**Problem description:** Send each entry back exactly as given, pictures excluded.

**Materials provided:**
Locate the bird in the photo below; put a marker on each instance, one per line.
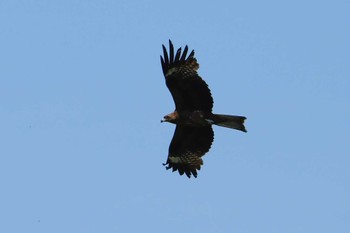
(193, 115)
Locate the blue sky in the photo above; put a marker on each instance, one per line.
(82, 95)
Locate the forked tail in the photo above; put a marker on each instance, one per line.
(233, 122)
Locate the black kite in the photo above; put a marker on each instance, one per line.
(193, 112)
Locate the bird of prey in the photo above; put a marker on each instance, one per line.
(193, 115)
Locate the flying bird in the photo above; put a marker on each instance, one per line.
(193, 115)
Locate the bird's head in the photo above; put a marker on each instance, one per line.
(172, 118)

**Task output:**
Locate the bird in the photo below; put a marker on each instance, one per line.
(193, 115)
Locate the blue sky in the photo above; put a marker on each instance, one per line.
(82, 95)
Locate the forked tail in the photo above; put a marker on each instance, one per line.
(233, 122)
Locate the black kite in the photo above; put a marker on each instance, one per line.
(193, 112)
Locate the bird of prey in the photo above; put a marker on each instance, one per line.
(193, 115)
Locate the flying bird in the photo above; put a marker on each instance, one per line.
(193, 115)
Locate the bird's head in the photo above; put a marker on each instance, one per line.
(172, 118)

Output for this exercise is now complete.